▸ **EXCERPT TO READ**:
****************************************

Sleep is not for the weak: tips to improve your sleep

by Melissa Paz-Flores (’22) | March 29, 2021

Art by Caitlin Chan (’22)

Okay, let’s face it. We’ve all had those rushed moments—having to stay up until past midnight to finish an assignment. And then we say we’ll sleep in on Saturday to make up for the lost hours. When that happens, we wake up on Saturday with a raging headache. With online school, many students have had more time to sleep, while others have more assignments and duties than usual. According to the Nationwide Children’s Health Clinic, in a pre-COVID world, teens were sleeping about seven hours each night. Studies from the 2006 Sleep in America Poll by the National Sleep Foundation reported that 45% of adolescents reported getting less than eight hours per night.

The issue of insufficient sleep may be getting worse. Data from four national surveys conducted from 2007 to 2013 discovered that nearly 69% of high school students got seven or fewer hours of sleep per night, with insomnia affecting up to 23.8% of teens. In a world suffering from the pandemic, researchers argue that students are recovering from sleep deprivation. 

 But unfortunately, I have been sleeping less since quarantine began. Outside factors are likely contributing to my sleep loss, such as the extended hours on my computer, lengthy Zoom meetings, and general responsibilities from junior year. I often start my homework later on in the evening, leading to my sacrificing sleep. 

So I set a challenge for myself: to manage online school, after-school meetings, homework, and self-care, all while getting no less than eight hours of sleep. So far, it’s gone well! I’ve learned a few things along the way.

1. Set a hard stop for yourself! 

When it’s almost 10:20 or 10:30 and I’m still not done with that assignment, I table it and get into the “if it’s not done now, then it won’t be done later in the night” mindset. This enables me to start winding down and reminds me that taking care of my mind and body is important. I also set reminders on my phone to prepare to sleep and use the “bedtime” setting on my phone, an option that turns off all notifications. 

2. Meditate, read a book, or listen to music. 

In a highly digitized world, it’s nearly impossible to go without looking at a screen one hour before bed. If you’re short on time, however, I recommend putting everything electronic far away from you. I meditate every day for ten minutes right before I go to sleep. I’ve found that it encourages my brain to wind down and remove anxious thoughts about the next day’s responsibilities.

3. Staying up until midnight or later and you want to go to sleep earlier, but can’t? Try this method: 

Set a wake-up goal (say 7 a.m.), and gradually move bedtime earlier by ten minutes every three to four days. Avoid napping while using this method since it delays the release of melatonin at night.  

Juniors Tanvi Rao and Eliana Shin agreed with my thoughts about quarantine sleep deprivation. When asked about any changes in her sleep schedule, Rao said, “Due to my more demanding course load this year, I have had to sacrifice a couple of hours of sleep each day. I also feel like lockdown has brought a lot of stress regarding the health and safety of my family, which makes falling asleep much more difficult.” 

Shin agreed: “I’m actually getting less sleep than I had gotten a year ago. I have the energy to stay up later as I don’t go out as often!” Tanvi and Eliana both added that they read or listen to music in order to fall asleep.

Find what helps you to develop a healthy sleep schedule! Being well-rested is an essential part of student life and navigating these changing times.

****************************************

▸ **WHAT IS NEEDED**:
In the article on improving sleep, for how long does the writer meditate each day before going to sleep?

Collected data
****************************************

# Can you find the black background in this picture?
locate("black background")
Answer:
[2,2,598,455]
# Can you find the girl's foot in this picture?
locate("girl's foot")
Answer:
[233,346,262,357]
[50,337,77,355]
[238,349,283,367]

****************************************

▸ **EXERCISE RESULT**:
Ten minutes.